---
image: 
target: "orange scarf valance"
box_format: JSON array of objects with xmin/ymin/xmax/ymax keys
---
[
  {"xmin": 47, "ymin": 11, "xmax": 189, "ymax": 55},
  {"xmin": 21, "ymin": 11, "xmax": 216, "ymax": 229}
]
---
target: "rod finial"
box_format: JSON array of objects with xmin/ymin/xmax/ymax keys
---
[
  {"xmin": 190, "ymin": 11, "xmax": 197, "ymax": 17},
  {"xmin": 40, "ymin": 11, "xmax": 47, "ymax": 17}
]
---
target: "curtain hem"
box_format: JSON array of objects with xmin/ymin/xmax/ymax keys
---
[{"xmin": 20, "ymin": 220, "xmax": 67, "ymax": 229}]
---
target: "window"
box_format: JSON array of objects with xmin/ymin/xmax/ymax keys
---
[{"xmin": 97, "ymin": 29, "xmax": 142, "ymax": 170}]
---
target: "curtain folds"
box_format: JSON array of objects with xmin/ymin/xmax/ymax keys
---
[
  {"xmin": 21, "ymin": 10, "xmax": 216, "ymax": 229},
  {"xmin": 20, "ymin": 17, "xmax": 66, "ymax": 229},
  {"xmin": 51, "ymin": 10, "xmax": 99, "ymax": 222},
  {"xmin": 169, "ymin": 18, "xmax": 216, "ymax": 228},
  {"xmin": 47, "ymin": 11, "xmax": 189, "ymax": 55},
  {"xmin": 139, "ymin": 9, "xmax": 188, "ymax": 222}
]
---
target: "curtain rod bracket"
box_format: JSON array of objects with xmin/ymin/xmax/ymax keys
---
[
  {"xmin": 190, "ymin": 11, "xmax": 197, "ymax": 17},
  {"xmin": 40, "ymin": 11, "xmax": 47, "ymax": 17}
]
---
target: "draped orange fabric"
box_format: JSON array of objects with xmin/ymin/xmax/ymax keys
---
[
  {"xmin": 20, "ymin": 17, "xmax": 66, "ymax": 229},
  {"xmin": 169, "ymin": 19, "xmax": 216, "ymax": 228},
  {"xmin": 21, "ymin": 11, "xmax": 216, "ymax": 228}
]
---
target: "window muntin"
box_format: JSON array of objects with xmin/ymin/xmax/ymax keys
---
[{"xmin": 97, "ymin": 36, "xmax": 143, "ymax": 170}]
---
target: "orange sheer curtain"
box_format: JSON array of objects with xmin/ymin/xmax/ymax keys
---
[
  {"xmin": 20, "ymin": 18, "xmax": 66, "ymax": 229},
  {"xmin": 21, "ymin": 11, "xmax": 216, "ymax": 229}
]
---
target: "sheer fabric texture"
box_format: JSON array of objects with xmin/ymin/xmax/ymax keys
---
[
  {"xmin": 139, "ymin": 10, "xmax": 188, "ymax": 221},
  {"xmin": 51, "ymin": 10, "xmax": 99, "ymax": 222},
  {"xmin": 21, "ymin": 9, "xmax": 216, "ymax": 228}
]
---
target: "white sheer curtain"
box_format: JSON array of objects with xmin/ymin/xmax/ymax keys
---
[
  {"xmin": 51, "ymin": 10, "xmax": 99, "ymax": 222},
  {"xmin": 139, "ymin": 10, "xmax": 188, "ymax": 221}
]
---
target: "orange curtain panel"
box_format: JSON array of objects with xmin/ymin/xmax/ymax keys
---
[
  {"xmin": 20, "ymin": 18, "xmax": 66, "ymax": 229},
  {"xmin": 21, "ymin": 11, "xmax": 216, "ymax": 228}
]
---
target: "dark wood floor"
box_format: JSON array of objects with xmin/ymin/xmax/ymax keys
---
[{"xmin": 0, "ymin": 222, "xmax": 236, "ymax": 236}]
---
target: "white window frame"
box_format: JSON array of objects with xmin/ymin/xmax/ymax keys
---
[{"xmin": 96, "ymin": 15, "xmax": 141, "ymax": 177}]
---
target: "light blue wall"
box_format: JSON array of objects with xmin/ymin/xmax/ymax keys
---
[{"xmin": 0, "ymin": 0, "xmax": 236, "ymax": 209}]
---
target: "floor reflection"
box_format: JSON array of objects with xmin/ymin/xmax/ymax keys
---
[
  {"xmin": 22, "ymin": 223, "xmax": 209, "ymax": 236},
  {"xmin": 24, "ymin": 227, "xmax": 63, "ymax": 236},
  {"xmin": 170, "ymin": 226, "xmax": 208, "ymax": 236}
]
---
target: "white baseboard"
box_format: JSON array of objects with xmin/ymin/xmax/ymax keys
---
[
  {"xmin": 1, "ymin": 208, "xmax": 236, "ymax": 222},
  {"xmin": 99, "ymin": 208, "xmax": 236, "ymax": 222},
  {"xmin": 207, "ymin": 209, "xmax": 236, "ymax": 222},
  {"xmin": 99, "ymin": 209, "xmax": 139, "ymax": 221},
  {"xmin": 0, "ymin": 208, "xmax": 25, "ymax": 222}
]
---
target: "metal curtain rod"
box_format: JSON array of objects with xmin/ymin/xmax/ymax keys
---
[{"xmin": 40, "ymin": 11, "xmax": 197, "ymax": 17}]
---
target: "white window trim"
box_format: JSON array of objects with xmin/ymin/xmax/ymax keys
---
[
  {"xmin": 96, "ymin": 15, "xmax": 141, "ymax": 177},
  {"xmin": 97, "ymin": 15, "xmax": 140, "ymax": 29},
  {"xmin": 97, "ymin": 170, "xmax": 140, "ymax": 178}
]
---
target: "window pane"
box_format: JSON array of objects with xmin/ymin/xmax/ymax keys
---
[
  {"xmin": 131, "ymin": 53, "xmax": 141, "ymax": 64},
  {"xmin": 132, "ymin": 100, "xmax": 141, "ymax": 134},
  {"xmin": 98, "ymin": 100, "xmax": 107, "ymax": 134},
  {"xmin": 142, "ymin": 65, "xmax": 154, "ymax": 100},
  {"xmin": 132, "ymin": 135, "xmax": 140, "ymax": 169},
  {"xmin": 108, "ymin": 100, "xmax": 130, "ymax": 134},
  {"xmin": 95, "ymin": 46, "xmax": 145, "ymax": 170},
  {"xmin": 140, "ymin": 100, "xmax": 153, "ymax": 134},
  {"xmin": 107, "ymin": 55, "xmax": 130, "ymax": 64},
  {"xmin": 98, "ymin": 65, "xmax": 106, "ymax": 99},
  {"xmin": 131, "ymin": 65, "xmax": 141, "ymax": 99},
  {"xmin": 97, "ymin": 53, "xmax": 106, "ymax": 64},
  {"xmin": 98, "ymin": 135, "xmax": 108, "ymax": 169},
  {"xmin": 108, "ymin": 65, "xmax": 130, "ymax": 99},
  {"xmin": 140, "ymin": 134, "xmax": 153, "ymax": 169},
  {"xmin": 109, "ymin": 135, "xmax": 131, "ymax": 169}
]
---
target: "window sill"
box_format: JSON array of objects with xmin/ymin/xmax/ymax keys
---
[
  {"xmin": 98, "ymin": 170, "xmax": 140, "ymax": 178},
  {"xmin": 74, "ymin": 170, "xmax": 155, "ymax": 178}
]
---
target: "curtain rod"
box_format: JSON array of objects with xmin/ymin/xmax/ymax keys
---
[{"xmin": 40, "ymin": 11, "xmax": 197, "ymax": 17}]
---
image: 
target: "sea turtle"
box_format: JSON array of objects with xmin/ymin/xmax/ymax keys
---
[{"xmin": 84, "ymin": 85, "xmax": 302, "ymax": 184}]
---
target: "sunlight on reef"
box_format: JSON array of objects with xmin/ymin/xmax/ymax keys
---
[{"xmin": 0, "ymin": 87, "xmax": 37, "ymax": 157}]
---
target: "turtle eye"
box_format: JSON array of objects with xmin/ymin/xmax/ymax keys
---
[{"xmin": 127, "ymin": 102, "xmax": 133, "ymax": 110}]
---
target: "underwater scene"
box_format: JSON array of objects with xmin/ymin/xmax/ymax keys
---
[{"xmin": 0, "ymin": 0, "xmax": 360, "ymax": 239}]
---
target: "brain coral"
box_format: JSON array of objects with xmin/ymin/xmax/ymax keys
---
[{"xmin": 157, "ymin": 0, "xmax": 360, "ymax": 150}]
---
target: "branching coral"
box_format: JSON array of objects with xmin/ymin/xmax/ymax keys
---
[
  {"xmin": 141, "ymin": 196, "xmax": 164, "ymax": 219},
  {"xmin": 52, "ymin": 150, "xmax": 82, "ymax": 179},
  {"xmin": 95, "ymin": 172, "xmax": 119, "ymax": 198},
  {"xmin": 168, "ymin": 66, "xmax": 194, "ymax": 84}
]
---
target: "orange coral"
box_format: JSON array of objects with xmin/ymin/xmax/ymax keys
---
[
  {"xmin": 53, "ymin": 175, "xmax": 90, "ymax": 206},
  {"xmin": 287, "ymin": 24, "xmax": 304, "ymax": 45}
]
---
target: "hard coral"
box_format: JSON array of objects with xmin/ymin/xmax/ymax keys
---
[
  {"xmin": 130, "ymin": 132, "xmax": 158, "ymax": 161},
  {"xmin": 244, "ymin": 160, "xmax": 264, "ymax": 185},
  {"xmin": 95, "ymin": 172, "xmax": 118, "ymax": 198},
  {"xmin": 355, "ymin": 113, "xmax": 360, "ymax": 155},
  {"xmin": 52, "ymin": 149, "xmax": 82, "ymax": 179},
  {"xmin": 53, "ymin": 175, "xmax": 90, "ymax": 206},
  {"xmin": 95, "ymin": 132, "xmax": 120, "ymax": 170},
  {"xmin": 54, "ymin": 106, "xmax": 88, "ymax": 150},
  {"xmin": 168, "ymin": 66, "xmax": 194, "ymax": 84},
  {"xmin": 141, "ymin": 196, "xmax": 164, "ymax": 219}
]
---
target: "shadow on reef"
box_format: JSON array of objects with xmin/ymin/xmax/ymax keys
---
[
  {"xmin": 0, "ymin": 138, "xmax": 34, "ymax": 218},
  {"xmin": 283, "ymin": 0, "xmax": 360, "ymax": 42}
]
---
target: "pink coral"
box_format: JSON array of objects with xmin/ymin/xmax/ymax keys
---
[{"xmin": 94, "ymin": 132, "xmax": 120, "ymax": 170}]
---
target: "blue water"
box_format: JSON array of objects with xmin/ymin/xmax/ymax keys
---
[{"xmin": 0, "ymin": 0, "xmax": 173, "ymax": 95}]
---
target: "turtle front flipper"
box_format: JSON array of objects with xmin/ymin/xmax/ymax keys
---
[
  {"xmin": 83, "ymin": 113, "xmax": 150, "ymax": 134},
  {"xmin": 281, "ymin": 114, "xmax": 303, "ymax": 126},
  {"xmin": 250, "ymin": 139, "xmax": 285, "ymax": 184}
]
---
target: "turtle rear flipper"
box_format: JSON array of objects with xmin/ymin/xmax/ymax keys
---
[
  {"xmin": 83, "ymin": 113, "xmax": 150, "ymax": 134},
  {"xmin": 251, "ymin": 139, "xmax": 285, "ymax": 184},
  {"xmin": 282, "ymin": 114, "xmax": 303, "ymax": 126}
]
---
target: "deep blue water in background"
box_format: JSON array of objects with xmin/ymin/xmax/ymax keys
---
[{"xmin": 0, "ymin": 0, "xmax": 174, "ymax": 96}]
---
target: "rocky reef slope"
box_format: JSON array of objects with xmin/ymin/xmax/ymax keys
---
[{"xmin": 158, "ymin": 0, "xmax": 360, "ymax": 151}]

--

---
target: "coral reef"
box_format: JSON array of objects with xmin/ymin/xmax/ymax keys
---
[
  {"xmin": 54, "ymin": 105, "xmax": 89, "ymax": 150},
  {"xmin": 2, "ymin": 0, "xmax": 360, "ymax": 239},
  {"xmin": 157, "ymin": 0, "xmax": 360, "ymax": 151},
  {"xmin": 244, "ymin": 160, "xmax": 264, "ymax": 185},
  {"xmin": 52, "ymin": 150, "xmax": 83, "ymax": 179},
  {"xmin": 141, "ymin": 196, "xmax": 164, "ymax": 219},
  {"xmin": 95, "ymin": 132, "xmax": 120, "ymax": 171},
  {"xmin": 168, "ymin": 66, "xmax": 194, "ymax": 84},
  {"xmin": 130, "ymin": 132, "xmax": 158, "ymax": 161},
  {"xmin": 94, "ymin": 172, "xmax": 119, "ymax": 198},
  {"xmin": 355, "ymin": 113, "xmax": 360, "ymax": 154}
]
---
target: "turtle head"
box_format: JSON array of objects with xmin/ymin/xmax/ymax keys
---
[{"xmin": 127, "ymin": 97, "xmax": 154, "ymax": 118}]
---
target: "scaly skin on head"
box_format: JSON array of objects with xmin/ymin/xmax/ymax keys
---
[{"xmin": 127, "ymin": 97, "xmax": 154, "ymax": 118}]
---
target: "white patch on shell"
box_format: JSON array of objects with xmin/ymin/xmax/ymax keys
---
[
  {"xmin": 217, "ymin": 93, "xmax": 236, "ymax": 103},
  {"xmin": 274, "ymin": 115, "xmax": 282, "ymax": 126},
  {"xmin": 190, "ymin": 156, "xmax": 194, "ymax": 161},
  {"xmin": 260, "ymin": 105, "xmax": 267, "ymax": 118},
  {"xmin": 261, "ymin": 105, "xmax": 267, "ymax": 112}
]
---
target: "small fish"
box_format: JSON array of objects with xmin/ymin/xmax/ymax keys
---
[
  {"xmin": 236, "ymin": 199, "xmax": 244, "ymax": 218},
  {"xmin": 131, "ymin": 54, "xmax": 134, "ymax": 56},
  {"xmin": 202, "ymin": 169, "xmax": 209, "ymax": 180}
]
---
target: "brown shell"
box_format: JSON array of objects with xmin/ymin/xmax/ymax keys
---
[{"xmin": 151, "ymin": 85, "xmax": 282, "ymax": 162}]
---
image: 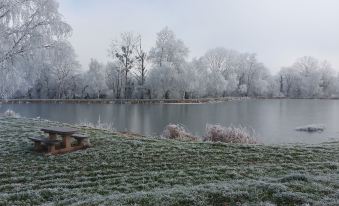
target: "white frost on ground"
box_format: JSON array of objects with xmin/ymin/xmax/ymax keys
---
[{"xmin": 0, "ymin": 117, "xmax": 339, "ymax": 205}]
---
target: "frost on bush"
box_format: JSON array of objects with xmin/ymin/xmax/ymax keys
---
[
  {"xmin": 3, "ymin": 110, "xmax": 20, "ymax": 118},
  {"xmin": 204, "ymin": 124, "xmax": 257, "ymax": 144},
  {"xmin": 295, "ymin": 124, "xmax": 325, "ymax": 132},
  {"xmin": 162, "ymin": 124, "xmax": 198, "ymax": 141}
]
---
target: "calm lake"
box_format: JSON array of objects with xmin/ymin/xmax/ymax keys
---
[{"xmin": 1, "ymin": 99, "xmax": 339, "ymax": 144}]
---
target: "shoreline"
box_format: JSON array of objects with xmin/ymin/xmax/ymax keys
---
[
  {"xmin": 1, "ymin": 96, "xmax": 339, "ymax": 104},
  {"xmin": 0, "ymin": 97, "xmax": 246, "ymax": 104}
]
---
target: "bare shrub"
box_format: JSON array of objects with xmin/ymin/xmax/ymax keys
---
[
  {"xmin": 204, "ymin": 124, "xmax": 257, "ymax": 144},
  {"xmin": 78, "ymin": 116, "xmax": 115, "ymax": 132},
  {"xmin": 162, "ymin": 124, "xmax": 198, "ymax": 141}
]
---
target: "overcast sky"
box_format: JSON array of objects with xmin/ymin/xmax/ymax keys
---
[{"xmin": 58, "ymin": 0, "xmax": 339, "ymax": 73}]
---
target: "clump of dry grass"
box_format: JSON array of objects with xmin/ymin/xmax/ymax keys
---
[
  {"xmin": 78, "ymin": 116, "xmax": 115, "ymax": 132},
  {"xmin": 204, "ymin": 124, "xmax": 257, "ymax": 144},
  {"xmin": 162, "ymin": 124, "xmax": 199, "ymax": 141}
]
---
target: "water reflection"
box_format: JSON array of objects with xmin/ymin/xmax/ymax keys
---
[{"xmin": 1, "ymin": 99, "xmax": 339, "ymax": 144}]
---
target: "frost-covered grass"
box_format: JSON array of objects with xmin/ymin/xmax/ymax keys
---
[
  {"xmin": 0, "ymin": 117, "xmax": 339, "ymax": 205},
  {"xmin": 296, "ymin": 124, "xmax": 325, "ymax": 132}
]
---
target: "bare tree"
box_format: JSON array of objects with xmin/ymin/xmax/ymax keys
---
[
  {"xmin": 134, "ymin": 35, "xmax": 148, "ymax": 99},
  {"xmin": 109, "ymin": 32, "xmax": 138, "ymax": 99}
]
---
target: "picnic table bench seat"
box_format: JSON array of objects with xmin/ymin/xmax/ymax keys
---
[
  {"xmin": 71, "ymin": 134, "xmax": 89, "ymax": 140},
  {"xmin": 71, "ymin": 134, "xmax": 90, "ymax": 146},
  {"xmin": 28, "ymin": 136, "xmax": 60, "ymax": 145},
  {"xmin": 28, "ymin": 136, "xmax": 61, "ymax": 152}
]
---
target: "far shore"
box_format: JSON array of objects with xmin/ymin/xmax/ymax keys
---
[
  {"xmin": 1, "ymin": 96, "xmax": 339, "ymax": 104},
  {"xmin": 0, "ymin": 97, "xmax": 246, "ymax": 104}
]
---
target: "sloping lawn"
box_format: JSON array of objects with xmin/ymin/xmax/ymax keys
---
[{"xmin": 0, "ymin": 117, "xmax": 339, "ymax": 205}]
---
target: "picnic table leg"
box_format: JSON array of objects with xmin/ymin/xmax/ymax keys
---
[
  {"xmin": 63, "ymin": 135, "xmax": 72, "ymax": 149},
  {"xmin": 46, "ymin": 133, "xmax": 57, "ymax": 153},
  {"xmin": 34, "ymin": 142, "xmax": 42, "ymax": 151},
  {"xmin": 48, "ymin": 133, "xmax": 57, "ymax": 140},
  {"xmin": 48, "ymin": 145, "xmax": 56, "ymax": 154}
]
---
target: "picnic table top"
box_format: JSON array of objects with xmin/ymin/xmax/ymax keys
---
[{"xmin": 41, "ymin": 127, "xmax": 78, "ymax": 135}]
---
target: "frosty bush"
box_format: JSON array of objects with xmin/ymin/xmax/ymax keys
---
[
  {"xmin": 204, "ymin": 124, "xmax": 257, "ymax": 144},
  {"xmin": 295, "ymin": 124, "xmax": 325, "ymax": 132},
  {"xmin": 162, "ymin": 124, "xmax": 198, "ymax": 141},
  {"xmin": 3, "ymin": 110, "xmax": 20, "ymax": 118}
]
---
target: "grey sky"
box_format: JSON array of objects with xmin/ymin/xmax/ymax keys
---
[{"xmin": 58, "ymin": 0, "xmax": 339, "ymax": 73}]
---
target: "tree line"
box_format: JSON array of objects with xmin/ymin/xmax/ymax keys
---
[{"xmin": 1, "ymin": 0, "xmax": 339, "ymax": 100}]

...

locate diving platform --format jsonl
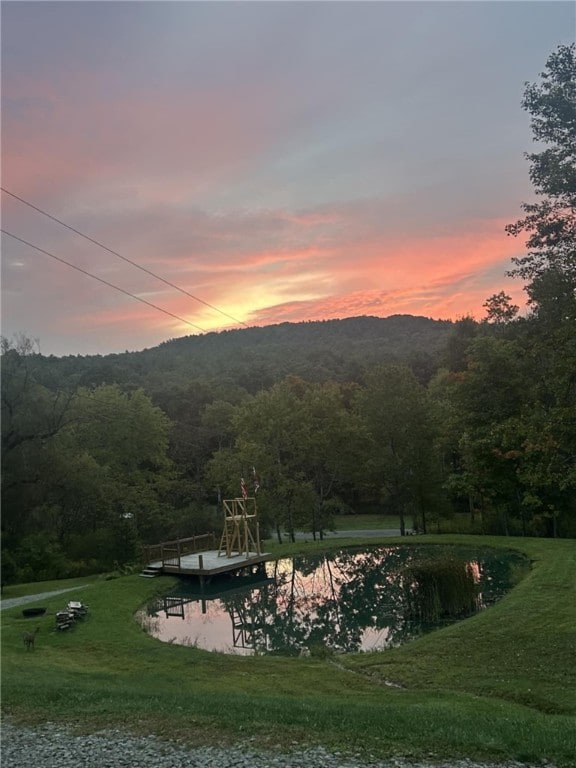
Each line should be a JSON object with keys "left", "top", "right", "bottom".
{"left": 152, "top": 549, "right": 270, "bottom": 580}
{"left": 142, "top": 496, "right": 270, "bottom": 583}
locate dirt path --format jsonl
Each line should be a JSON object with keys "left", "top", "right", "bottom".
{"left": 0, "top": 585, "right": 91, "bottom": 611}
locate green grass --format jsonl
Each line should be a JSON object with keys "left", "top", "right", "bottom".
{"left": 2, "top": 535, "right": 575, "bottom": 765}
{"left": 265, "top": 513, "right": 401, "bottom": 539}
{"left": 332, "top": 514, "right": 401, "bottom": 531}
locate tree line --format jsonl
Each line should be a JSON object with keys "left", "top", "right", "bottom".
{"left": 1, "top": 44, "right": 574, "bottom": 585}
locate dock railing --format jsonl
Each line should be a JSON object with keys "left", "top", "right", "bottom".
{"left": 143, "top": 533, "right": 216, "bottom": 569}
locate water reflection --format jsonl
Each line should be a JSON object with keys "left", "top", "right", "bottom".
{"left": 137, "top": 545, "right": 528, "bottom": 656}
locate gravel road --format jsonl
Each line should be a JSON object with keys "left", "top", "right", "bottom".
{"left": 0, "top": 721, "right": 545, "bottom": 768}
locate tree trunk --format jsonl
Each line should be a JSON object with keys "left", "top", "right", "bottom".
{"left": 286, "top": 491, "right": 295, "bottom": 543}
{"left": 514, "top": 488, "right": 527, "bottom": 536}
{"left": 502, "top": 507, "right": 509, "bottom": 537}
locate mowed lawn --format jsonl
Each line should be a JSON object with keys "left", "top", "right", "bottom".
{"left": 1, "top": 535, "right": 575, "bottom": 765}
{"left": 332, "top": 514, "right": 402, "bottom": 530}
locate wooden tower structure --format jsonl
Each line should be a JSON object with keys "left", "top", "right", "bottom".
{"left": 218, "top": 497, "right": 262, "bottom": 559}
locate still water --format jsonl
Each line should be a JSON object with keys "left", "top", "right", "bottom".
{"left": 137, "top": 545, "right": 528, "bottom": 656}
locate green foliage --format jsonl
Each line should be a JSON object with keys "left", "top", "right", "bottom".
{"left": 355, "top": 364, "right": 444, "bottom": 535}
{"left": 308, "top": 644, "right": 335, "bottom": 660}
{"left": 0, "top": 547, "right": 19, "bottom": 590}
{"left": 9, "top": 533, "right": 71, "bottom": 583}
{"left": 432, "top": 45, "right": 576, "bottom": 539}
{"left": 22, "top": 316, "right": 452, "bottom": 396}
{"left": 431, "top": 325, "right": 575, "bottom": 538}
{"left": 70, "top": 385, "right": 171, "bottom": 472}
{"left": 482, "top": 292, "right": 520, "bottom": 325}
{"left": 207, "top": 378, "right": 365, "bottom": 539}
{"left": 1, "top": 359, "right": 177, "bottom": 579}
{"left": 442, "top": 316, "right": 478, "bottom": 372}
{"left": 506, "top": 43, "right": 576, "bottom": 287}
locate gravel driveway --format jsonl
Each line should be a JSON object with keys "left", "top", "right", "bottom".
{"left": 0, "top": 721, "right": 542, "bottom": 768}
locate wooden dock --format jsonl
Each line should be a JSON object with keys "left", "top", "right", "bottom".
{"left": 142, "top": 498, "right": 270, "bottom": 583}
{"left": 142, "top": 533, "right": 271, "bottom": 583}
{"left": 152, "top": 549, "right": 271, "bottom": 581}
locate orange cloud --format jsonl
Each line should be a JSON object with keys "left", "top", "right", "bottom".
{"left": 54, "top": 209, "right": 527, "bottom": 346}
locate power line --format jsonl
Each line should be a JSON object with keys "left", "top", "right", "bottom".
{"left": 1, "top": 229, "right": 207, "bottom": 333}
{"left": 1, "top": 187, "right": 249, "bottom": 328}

### Work to complete
Check each line of the material for the word "dock", then say how many have it. Give the number only.

### Exercise response
2